** Work instructions **
Return verbatim the stretch of the climate conference passage from "It also became" up to and including "spent facing discrimination.".

Similar to the pavilions themselves, sharing my voice publicly at the conference drew others toward me. At first, those people included high schoolers to professionals interested in what I was sharing about heritage, (climate) refugees, and food systems. Until finally, after one event, I met several friends from Myanmar at once working on issues from indigenous advocacy to climate finance. I was overjoyed, even while we had to jump between English and Burmese to keep up the conversation, to meet others also conscious of how often topics around climate change are quick to brush over the needs of people in Myanmar. It gave me clarity that the direction I have been heading in hasn’t been for nothing after all.

Having lunch with my new friends from Point Myanmar, an advocacy group for indigenous peoples in Myanmar. I had the chance to have some homemade lahpet thoke!

It also became clear to me how my platform can be used to share information that those who remain in the country may not be able to speak up about without risking their livelihoods. This was a harder thing to face, both that as diaspora I had the power to address a particular leverage point at the seams of systems of oppression, and that it might mean all the longer that I am unable to go back.

I think back to how I felt when I first learned the term transgender. Joy: the past fourteen years of my life finally made sense. Fear: the rest of my life will be spent facing discrimination.

Joy: I have a whole community and history of trans folx to stand alongside.

It may be a long time till I return to Myanmar… but as I eat lunch alongside the Asian Pacific Islander Caucus, where uncles and aunties have brought back food they cooked back in the places they’re staying, I know that home is here too.

A mix of goodies including: Laphet Thoke from Myanmar, a “Filipino dish made with Malaysian ingredients that tastes Nepali”, and both white and purple rice.

The networks that others had been connecting me to while I had been searching for others from Myanmar were not for nothing either. Through them, I found opportunities to participate in some of the demonstrations happening around the conference. In these messages, I learned that the venue had designated action zones and that these actions had received approval from the UNFCCC, though I’m not sure how many action zones there are, where they all are, or how many actions actually receive approval.

At the Asian Pacific Youth meet up!

The majority of demonstrations I saw took place at “Action Zone 1”, right by the entrance, though I saw demonstrations at two other locations. Primarily led by BIPOC folx, they were for the purposes of demanding loss and damage finance or climate reparations or for demanding an end to fossil fuels. The two I participated in were organized around youth and Asian identities.

** Data extracts **

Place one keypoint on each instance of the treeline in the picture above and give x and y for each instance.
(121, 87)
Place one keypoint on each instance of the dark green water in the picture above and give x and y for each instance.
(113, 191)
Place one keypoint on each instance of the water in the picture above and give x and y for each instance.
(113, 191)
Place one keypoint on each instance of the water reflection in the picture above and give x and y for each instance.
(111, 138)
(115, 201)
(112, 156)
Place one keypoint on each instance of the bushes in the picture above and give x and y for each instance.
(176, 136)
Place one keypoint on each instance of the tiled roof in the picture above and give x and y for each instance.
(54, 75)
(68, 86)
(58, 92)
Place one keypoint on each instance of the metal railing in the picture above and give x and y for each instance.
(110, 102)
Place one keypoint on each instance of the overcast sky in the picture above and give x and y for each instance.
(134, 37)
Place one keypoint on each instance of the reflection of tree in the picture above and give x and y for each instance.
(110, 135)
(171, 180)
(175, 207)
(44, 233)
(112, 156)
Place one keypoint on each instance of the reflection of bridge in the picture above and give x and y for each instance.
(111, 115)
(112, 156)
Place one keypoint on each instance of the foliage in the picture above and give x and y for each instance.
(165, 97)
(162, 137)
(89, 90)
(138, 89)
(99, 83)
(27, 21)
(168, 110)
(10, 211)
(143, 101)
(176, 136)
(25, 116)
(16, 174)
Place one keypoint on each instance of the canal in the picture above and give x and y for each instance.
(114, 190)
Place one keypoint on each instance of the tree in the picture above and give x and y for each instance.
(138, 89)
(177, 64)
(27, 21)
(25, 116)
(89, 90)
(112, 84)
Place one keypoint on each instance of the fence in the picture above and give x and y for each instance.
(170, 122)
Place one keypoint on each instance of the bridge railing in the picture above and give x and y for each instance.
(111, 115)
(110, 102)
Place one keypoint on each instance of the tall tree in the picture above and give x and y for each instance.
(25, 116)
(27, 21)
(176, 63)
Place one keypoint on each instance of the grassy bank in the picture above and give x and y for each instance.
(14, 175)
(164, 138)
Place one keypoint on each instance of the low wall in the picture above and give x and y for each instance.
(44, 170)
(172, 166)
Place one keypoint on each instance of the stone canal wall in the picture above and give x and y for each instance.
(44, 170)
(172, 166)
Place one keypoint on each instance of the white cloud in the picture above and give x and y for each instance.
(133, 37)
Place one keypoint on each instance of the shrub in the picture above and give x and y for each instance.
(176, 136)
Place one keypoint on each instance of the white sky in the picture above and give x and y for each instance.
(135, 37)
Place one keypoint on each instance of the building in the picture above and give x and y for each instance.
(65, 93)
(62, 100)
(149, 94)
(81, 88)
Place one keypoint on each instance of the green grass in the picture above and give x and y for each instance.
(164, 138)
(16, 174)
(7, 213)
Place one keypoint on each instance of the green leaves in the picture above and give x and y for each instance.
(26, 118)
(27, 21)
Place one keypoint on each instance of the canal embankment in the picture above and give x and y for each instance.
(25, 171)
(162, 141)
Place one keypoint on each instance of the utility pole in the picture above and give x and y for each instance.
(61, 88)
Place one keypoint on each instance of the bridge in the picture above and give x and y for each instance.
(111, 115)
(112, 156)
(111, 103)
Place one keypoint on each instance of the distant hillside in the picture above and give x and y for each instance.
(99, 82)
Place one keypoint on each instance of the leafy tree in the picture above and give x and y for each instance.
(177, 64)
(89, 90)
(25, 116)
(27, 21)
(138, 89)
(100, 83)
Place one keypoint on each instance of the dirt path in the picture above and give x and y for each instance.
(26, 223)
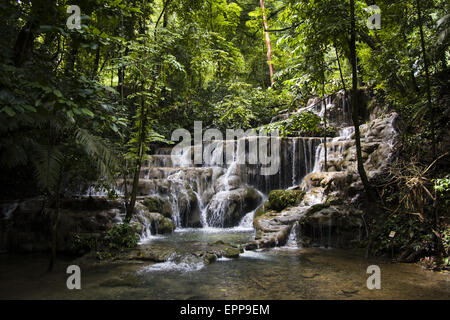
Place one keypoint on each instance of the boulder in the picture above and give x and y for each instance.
(281, 199)
(227, 208)
(326, 225)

** Problem solution **
It also became clear to me how my platform can be used to share information that those who remain in the country may not be able to speak up about without risking their livelihoods. This was a harder thing to face, both that as diaspora I had the power to address a particular leverage point at the seams of systems of oppression, and that it might mean all the longer that I am unable to go back.

I think back to how I felt when I first learned the term transgender. Joy: the past fourteen years of my life finally made sense. Fear: the rest of my life will be spent facing discrimination.